►
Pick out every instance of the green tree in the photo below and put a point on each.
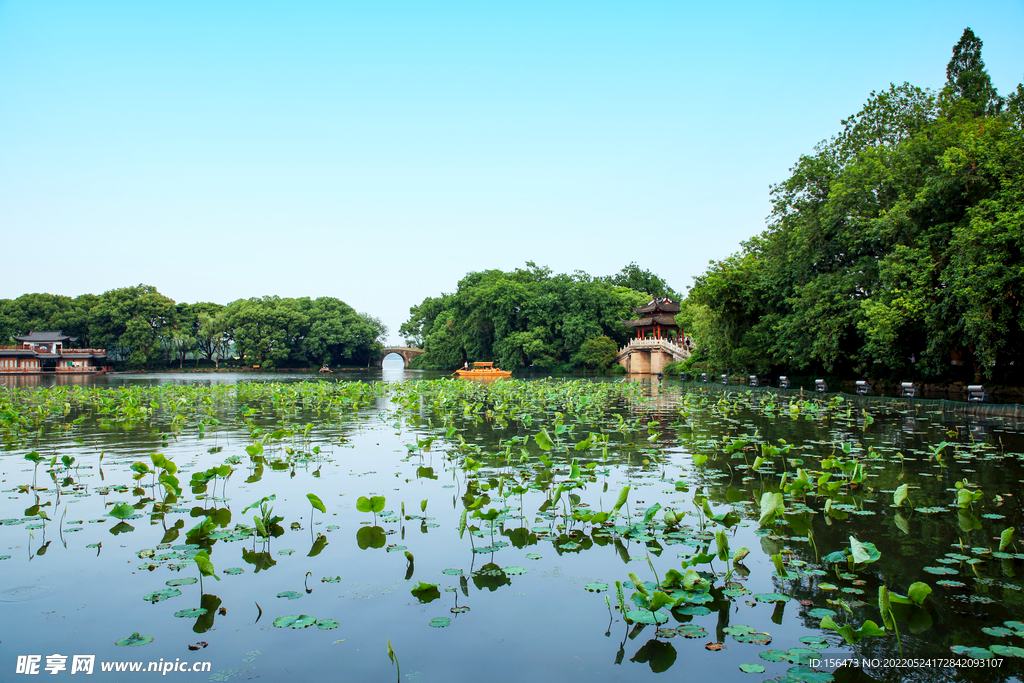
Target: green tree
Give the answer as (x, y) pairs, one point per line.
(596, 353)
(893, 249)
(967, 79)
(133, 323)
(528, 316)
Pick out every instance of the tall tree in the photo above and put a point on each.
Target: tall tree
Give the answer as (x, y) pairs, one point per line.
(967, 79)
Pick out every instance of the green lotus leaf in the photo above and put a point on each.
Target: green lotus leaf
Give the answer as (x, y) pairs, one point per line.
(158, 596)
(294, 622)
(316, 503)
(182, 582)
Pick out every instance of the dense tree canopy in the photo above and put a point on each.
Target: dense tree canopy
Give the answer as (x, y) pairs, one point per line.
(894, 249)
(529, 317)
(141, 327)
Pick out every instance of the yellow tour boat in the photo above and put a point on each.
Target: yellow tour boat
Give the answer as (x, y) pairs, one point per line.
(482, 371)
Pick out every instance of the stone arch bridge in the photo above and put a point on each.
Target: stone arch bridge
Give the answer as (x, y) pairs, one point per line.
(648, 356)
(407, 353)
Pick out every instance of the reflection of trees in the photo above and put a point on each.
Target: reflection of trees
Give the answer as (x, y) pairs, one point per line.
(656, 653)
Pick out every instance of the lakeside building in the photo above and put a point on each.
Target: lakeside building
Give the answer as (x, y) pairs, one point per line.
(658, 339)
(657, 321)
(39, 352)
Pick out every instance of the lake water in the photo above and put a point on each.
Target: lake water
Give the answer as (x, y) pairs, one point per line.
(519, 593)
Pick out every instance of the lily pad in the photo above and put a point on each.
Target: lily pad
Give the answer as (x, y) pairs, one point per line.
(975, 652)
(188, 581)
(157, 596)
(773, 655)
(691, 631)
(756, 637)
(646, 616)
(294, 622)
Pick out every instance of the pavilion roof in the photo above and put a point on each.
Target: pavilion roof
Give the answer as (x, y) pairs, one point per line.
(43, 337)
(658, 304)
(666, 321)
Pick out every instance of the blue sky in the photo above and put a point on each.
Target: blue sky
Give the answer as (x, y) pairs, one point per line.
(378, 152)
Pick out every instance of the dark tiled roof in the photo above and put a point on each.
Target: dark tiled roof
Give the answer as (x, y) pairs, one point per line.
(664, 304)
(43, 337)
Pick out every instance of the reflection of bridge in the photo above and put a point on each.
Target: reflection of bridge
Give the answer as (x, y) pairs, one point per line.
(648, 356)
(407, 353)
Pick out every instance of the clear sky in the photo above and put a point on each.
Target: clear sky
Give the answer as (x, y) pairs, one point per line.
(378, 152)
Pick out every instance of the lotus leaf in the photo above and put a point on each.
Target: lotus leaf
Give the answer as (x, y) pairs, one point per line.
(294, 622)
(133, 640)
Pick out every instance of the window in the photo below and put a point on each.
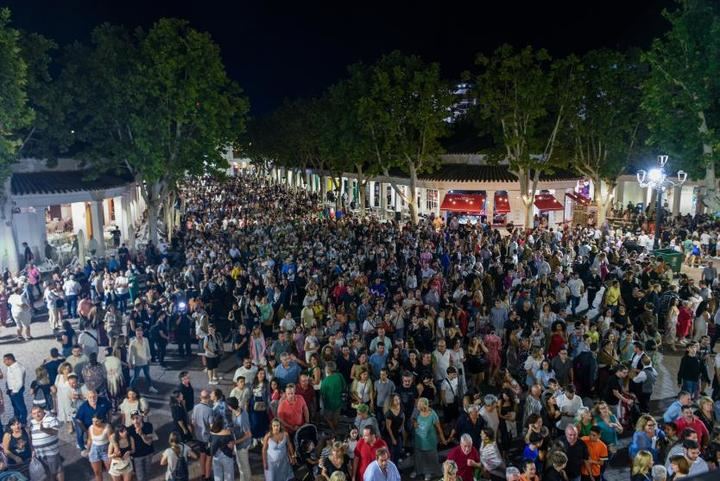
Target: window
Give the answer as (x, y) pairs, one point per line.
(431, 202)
◄
►
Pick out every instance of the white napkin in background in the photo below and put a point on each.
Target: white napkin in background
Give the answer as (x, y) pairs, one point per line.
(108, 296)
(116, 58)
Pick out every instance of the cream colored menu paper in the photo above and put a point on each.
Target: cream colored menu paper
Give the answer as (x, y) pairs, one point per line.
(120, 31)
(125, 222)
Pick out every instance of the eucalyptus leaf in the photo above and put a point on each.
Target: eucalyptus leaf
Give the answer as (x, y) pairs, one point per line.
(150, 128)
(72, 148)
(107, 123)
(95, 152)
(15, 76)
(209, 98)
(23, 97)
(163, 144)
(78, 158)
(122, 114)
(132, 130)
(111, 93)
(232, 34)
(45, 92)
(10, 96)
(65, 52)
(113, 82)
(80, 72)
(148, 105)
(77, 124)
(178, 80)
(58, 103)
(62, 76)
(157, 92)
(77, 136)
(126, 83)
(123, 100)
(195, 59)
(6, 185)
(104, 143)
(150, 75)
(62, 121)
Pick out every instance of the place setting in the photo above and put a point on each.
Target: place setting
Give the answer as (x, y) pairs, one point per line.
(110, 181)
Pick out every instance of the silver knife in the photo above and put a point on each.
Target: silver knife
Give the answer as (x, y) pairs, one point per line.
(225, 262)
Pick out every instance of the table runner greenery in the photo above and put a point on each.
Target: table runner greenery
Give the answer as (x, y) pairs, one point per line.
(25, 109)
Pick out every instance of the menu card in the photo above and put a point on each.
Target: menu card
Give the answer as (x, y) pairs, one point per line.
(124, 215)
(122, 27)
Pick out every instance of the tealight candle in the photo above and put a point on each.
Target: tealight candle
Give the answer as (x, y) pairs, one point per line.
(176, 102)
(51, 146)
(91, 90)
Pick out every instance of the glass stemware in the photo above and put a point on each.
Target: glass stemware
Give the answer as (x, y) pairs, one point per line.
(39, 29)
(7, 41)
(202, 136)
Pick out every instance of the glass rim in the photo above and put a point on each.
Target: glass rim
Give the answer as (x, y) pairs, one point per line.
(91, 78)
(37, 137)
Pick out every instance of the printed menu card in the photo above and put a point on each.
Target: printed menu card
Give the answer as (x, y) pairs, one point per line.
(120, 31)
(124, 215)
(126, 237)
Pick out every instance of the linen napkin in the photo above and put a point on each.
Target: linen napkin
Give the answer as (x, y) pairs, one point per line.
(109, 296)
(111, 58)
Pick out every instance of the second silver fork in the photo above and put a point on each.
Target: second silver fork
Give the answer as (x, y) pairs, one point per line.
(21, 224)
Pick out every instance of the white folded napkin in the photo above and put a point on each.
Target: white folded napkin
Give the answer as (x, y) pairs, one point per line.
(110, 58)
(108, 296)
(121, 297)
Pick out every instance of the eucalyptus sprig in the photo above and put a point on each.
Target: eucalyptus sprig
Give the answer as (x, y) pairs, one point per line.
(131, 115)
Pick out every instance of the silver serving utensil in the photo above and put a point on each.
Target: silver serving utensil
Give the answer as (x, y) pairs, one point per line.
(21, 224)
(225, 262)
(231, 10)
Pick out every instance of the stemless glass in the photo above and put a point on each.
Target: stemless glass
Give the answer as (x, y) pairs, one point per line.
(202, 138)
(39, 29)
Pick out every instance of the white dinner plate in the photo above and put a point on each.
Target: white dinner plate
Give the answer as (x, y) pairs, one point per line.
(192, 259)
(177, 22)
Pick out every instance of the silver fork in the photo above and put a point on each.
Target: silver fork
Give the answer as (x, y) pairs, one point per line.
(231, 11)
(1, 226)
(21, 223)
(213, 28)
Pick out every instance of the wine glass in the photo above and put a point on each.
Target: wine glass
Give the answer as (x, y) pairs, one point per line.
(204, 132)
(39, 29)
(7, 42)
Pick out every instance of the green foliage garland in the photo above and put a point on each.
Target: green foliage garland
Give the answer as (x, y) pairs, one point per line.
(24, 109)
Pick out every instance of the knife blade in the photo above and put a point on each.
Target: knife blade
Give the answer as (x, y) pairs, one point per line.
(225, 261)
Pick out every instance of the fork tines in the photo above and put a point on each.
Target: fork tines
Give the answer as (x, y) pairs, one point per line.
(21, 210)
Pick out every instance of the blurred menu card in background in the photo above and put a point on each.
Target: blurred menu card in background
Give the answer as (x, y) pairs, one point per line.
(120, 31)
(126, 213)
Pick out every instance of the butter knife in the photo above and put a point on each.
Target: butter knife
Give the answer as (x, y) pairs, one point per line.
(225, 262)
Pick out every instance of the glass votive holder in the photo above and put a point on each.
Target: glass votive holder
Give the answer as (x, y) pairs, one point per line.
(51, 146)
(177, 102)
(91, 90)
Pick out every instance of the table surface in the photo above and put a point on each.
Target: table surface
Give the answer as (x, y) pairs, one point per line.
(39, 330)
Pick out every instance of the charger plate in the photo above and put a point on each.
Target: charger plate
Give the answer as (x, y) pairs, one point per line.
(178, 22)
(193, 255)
◄
►
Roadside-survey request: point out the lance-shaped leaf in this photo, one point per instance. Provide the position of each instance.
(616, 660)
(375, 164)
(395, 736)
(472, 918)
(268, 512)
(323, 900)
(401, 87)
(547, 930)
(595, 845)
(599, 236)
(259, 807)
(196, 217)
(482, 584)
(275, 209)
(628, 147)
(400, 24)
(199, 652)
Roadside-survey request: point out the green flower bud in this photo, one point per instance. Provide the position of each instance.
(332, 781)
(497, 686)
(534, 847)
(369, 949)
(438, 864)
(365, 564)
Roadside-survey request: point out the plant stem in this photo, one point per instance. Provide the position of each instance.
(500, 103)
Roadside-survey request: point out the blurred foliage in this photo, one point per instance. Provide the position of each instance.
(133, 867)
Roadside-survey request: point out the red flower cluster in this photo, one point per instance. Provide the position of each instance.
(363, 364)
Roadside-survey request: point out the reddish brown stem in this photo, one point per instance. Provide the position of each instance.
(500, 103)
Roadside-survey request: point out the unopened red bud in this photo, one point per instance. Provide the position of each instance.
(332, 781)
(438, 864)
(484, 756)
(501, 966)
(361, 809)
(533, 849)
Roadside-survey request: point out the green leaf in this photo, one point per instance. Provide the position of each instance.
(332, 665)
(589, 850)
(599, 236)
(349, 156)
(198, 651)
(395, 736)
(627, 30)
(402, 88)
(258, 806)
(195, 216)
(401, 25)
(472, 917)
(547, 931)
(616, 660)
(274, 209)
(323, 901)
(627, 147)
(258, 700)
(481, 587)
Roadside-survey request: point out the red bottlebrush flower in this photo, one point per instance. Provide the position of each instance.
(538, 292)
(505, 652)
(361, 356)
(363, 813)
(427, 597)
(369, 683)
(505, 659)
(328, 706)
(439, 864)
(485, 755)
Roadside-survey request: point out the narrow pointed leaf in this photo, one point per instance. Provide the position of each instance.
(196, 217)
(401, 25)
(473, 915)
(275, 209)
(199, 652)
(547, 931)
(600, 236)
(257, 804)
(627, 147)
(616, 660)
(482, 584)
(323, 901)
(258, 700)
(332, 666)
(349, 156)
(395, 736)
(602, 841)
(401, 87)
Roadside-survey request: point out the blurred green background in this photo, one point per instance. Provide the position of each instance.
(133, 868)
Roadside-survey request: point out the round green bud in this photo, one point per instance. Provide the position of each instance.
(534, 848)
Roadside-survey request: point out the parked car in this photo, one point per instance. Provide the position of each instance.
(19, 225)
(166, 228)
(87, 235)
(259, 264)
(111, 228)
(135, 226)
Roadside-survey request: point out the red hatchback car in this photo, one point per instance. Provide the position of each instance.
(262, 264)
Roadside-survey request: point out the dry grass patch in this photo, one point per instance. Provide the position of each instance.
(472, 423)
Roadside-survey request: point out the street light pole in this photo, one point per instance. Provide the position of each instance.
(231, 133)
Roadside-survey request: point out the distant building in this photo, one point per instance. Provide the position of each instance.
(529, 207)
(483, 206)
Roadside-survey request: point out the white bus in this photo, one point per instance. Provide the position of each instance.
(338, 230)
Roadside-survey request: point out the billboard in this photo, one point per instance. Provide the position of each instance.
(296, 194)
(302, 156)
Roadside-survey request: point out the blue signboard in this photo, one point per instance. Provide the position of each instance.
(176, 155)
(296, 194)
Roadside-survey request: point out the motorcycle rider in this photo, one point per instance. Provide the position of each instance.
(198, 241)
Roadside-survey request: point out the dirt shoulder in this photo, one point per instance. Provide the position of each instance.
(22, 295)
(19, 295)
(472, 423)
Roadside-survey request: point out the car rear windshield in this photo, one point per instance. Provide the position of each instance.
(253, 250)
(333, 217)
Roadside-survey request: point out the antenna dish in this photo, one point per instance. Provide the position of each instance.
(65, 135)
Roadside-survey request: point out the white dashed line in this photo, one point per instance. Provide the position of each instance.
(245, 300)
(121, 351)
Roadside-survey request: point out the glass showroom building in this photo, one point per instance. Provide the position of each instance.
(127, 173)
◄
- What is being asked -
Please go through the data above and copy each line containing the word "charger".

- Written answer -
Pick out every instance of the charger plate in the photo above and put a point on each.
Target: charger plate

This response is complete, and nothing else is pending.